▶ Texto fornecido
Assim como os associados reconhecem a necessidade de pessoas qualificadas para fazer funcionar a agroindústria, entendem que precisam manter relações com os agentes “intermediários”, como o MPST, movimento que, além de alinhar o grupo ao projeto de desenvolvimento regional, reúne força política para negociar recursos nas agências de fomento do setor público e privado.
Essa articulação foi reconhecida pelos associados na assembleia de 1994, quando se pronunciou o seu presidente6: “[...] de igual forma agradecer a contribuição do Movimento pela Sobrevivência na Transamazônica, especialmente em relação à viabilização da vinda da equipe da UFPA”. A parceria com a Universidade Federal do Pará (UFPA) foi apenas uma das várias parcerias efetivadas pela cooperativa ao longo das décadas, em particular, com foco na transferência de tecnologias e na captação de recursos e projetos.
Os órgãos sociais da Cooperativa são os espaços de decisão, mas também de controle: a Assembleia Geral, o Conselho de Administração, o Conselho Fiscal e o Conselho Consultivo. Esse arranjo organizacional da cooperativa – o controle, a transparência e a autogestão – facilita a construção de uma relação de confiança entre os associados e goza de credibilidade.
O Conselho Consultivo funciona como “salvaguarda”, uma espécie de conselho guardião dos bons costumes e da ética moral, conforme o capítulo VIII, artigos 58 e 59, do Estatuto Social (COOPETRA, 1993), que trata da participação da Paróquia Evangélica de Rurópolis na Cooperativa e estabelece o que será feito em caso de dissolução.
O Conselho Consultivo foi a forma encontrada pelo grupo para encaixar os dois pastores da Igreja Luterana, Lauri e Nilo, na estrutura de decisão da Cooperativa. Mesmo não sendo associados, são os principais incentivadores. Cooperado 3 relata a importância dos pastores na vida da cooperativa:
A cooperativa teve crises desde o início, mas, enquanto os pastores Nilo e Lauri estiveram por aqui, eles conseguiram impor [...] algumas ideias que serviram como guia e freio. E também [ensinaram] como transformar a cooperativa [...] em uma organização e não apenas uma empresa (Cooperado 3).

▶ Material extraído
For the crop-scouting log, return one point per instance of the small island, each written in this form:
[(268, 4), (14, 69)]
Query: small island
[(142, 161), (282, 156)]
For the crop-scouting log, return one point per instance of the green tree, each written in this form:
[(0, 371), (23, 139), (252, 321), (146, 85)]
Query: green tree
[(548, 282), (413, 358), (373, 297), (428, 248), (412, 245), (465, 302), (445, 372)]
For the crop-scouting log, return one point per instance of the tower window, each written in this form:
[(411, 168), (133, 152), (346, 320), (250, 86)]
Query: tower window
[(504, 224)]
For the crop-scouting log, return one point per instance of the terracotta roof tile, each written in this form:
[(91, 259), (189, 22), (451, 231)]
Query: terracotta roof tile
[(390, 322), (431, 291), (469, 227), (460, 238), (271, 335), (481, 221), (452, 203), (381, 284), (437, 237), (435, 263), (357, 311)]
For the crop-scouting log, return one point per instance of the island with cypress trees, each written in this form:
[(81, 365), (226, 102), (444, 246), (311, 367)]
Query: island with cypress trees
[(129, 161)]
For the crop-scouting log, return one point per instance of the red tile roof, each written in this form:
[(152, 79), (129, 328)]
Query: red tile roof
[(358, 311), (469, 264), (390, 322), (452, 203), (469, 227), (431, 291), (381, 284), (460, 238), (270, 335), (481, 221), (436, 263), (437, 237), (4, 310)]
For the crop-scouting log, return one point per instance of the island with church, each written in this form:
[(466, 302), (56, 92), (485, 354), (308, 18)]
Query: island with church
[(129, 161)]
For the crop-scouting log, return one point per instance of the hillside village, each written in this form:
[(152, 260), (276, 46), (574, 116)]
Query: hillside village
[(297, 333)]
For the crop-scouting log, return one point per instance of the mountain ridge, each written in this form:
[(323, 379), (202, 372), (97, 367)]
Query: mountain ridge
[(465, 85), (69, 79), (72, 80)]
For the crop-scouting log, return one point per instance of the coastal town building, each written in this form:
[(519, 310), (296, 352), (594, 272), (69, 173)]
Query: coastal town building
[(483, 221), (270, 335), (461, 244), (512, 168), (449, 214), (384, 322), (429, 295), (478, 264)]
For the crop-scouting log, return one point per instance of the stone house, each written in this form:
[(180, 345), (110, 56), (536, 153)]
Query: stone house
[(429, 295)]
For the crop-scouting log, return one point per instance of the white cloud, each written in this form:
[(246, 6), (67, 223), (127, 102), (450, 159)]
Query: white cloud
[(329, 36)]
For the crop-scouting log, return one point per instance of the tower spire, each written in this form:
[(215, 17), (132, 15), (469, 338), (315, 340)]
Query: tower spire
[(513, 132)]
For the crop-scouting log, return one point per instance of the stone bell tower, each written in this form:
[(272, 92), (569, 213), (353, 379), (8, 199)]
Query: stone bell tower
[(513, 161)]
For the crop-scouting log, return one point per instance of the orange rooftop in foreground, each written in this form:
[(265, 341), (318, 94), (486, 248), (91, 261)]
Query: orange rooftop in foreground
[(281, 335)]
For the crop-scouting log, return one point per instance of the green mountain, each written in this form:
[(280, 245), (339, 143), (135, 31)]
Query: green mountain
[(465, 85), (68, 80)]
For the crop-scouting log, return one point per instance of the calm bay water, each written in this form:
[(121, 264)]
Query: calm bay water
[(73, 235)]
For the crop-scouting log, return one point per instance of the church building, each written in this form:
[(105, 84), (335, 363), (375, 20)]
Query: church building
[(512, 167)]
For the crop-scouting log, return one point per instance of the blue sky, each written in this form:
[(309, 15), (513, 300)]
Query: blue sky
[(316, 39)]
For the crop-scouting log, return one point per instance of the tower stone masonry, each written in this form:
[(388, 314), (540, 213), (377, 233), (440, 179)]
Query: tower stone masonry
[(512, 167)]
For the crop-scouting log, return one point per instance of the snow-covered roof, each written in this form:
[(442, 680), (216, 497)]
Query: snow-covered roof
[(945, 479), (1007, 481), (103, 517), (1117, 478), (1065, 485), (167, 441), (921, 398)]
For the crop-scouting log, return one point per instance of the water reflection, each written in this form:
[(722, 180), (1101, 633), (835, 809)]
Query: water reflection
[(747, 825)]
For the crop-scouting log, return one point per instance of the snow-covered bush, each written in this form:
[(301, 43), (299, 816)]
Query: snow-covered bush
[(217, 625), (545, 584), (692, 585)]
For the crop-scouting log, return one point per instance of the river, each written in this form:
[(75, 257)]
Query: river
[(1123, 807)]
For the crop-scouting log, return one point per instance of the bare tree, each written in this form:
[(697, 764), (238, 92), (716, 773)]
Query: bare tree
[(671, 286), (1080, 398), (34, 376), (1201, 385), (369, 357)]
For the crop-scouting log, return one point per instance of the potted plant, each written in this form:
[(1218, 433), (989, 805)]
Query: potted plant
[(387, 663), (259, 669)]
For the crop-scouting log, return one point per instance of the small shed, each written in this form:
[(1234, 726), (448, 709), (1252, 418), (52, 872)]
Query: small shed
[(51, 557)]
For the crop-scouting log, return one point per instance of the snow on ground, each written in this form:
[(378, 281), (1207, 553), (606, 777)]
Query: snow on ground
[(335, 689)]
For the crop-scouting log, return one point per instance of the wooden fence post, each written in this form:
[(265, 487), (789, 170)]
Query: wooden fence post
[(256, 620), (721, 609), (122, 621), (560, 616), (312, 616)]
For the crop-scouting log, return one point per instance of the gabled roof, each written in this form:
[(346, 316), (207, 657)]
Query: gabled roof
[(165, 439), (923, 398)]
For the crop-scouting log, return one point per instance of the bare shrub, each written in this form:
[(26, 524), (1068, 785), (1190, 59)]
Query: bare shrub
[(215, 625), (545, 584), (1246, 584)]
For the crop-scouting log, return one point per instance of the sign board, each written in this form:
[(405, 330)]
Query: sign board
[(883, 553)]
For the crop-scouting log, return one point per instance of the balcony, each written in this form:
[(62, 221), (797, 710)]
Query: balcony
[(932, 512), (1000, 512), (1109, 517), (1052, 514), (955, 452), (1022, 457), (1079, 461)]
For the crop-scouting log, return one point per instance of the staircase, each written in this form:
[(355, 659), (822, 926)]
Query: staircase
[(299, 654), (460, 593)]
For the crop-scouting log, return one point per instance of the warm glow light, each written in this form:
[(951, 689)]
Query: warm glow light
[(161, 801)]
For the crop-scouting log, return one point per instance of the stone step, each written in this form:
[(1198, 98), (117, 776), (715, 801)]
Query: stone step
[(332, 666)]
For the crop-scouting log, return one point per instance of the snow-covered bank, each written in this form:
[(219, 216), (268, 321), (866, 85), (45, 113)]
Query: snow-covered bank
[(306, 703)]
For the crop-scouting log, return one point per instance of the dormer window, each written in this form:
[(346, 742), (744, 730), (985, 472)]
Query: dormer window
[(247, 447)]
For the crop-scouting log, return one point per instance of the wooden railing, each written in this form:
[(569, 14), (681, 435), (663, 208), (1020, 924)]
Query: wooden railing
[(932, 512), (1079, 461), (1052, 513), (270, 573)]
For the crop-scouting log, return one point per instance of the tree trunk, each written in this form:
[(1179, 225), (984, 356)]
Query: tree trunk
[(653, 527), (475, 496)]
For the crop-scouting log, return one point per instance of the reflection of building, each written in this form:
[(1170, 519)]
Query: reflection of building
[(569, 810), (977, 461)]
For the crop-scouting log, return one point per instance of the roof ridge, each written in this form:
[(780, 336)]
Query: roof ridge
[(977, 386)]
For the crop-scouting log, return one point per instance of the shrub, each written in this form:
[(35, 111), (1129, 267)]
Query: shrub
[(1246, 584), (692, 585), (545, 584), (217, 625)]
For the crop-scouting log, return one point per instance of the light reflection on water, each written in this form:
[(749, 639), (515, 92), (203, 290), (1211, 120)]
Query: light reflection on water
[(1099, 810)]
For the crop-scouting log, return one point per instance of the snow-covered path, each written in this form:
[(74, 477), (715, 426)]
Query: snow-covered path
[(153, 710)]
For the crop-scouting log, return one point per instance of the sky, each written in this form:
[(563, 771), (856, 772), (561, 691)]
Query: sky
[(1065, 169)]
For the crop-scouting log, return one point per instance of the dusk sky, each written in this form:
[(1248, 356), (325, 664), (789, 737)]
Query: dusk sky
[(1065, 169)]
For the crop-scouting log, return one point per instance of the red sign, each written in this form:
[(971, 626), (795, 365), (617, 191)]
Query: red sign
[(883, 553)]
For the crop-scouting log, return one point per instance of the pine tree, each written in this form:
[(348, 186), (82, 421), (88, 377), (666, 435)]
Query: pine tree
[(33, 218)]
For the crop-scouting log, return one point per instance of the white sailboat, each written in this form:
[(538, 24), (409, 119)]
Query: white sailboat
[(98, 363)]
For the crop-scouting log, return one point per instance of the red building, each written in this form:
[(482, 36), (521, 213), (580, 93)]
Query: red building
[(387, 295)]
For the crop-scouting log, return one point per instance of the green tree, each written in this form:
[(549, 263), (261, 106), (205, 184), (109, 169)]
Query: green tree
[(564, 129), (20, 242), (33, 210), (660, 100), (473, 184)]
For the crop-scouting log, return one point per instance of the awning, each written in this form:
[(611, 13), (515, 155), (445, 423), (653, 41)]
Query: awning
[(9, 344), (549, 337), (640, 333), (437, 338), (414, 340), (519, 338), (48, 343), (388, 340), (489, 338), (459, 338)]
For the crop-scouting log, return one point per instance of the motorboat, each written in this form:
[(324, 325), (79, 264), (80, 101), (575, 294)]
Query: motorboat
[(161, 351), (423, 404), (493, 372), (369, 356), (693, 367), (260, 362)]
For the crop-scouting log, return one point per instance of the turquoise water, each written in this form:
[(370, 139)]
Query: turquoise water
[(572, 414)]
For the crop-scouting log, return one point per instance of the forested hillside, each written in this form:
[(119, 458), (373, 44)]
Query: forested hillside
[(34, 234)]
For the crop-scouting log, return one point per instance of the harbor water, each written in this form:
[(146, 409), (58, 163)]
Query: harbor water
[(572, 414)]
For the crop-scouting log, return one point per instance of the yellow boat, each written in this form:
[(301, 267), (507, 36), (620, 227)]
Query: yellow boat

▶ Tarefas
1. Responda com base no texto sobre a cooperativa:
(a) Em que ano ocorreu a assembleia em que o presidente agradeceu ao Movimento pela Sobrevivência na Transamazônica?
(b) Como se chamam os dois pastores da Igreja Luterana?
(c) Quais são os órgãos sociais da Cooperativa?
2. Informe quantas linhas das entradas contêm a palavra "yellow". Responda só com o número, por favor.
O texto sobre a cooperativa e as entradas não têm relação entre si.

▶ Respostas a seguir
1.
(a) Em 1994.
(b) Lauri e Nilo.
(c) A Assembleia Geral, o Conselho de Administração, o Conselho Fiscal e o Conselho Consultivo.

2. 2